Instructions:
1. List every court case named in the tax loss passage.
2. Carry the tax loss passage forward from its final sentence.

Petitioner argues that, in determining whether it has sustained a deductible loss, we must defer to its subjective judgment as to value. Petitioner relies on A.J. Industries, Inc. v. United States, 503 F.2d 660 (9th Cir. 1974), in which the Ninth Circuit held that, in determining whether a taxpayer has sustained a loss, the subjective judgment of the taxpayer as to future value of business assets should be entitled to great weight and that “a court is not justified in substituting its business judgment for a reasonable well-founded judgment of the taxpayer.” 503 F.2d at 670. Petitioner then argues that its conduct subsequent to the Act, including its application for Sub 769 authority and the November 3, 1980, board of directors meeting, is proof of its subjective belief that its old operating authorities had become valueless.

We agree that petitioner’s informed judgement as to the fair market value of its business assets should be accorded great weight. However, the decrease in value alone of a right or rights conveyed by a permit or license is not deductible absent some affirmative act of abandonment of such permit or license. In that respect, this case is somewhat similar to Consolidated Freight Lines, Inc. v. Commissioner, 37 B.T.A. 576 (1938), affd. 101 F.2d 813 (9th Cir. 1938). In Consolidated, the taxpayer, a motor carrier company, had acquired at substantial cost a certificate of convenience and necessity, which was a prerequisite for entering business under a State statute. Such certificates could only be issued for one territory at a time, thus creating a monopoly. Subsequent legislation removed the monopolistic character of those certificates. The taxpayer claimed a deductible loss for the year the legislation became effective on the grounds that it had paid valuable consideration for the monopolistic rights and that the destruction of those rights resulted in a deductible loss. In affirming the Board of Tax Appeals, the court denied petitioner’s claimed loss deduction stating:

Destruction of the statute which put an end to the monopoly did not destroy the certificates, nor their value. The thing destroyed was the right of monopoly conferred by the statute not by the certificate. What interest did petitioner have in the rule of law, declared by statute? “No person has a vested interest in any rule of law entitling him to insist that it shall remain unchanged for his benefit * * * ” New York Central R.R. Co. v. White, 243 U.S. 188, 198; Second Employers Liability Cases, 223 U.S. 1, 50. Whatever right the statute conferred on petitioner was subject to the right of the state to change it. When petitioner purchased the certificates, it did not purchase a monopoly, but the means by which it might take advantage of a monopoly conferred by statute. It now has had no loss of such means, for they exist now as before. We think petitioner suffered no loss on the certificates, for the thing destroyed was not a part thereof. [101 F.2d 813, 815].

Material:
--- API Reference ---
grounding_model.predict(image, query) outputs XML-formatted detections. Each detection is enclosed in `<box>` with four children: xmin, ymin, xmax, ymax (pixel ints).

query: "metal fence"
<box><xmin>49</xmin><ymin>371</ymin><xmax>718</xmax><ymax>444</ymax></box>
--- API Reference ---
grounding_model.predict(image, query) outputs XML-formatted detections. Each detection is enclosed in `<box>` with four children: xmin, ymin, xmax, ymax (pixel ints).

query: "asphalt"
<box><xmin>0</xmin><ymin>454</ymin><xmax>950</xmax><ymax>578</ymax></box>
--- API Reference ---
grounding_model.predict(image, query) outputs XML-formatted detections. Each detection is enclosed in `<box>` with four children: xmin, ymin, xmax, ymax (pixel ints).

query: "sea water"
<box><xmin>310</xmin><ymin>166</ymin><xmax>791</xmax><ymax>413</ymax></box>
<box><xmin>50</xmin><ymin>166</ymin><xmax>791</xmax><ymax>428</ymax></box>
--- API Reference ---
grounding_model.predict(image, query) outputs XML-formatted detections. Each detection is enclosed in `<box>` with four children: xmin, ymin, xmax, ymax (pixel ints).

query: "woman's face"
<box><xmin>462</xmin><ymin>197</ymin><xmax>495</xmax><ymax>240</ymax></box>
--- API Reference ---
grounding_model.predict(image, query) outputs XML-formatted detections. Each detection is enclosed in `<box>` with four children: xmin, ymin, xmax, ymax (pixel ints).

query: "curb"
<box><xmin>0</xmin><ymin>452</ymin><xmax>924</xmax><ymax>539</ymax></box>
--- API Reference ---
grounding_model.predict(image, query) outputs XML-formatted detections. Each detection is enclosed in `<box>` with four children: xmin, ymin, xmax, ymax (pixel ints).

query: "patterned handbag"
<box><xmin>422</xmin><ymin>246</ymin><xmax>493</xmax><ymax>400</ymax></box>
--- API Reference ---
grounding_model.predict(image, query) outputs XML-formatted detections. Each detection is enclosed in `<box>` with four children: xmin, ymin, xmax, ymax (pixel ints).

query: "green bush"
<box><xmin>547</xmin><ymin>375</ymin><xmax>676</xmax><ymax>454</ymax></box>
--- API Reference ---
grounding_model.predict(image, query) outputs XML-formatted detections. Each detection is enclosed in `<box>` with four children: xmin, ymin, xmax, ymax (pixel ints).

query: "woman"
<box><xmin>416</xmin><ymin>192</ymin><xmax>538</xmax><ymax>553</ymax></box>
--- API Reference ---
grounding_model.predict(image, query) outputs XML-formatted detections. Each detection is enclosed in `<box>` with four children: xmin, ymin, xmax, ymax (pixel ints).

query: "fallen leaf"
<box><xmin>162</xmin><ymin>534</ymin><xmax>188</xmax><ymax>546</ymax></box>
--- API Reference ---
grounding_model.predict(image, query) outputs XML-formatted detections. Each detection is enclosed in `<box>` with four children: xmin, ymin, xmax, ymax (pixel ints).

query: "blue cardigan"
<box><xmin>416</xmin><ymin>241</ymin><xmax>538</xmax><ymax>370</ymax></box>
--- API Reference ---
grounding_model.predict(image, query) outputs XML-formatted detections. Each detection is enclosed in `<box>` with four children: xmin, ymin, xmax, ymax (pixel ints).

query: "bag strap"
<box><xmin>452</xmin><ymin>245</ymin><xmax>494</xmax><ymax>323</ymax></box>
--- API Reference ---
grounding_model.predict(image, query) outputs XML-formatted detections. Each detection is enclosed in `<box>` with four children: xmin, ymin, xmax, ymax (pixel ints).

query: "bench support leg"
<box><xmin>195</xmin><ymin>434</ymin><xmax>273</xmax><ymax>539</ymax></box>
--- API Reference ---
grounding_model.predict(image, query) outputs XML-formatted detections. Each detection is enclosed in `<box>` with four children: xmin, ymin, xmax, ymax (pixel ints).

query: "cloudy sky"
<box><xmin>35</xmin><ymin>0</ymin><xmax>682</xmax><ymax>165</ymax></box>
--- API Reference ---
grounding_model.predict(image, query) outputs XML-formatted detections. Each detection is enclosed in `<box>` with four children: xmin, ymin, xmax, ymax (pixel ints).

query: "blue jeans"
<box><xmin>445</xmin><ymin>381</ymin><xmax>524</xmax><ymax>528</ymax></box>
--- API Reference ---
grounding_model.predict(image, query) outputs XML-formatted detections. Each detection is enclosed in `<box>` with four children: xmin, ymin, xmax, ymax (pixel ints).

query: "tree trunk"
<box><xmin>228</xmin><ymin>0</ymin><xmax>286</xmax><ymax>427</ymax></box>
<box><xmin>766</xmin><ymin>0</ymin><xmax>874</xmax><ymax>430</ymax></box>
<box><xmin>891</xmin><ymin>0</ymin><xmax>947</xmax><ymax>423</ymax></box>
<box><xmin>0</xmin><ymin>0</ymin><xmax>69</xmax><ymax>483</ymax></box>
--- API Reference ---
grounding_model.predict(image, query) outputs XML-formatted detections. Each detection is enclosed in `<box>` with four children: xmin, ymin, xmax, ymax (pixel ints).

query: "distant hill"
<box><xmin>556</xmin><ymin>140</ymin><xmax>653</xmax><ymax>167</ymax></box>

Answers to the exercises:
1.
A.J. Industries, Inc. v. United States
Consolidated Freight Lines, Inc. v. Commissioner
New York Central R.R. Co. v. White
Second Employers Liability Cases

2.
In Consolidated, we reasoned that the taxpayer had not lost any rights conferred by the certificate of operating authority because the taxpayer was still permitted to do business under the certificate. The operating authorities themselves had not given any further rights. The “monopoly rights” were merely a byproduct of the statute. Since the taxpayer could not own property rights in legislation, modification of such legislation did not give rise to a deductible loss, even if it had the result of making taxpayer’s business property less valuable. The fact that the taxpayer continued to use the certificate meant that there was no closed transaction, and that no deductible loss was incurred.

Similarly, in Beatty v. Commissioner, 46 T.C. 835 (1966), taxpayer had acquired a liquor license, at considerable cost, as part of the purchase of a business. Subsequent legislation restricted the transfer of liquor licenses such as the one purchased by taxpayer, while also permitting the issuance of additional licenses. As a result of the legislation, taxpayer’s liquor license suffered a decline in value. We denied taxpayer’s loss deduction noting that the rights conferred by the license, i.e., the right to sell liquor, remained viable and could not be severed from other rights which the license may have conferred. See also Reporter Publishing Co. v. Commissioner, 201 F.2d 743 (10th Cir. 1953), cert. denied 345 U.S. 993 (1953).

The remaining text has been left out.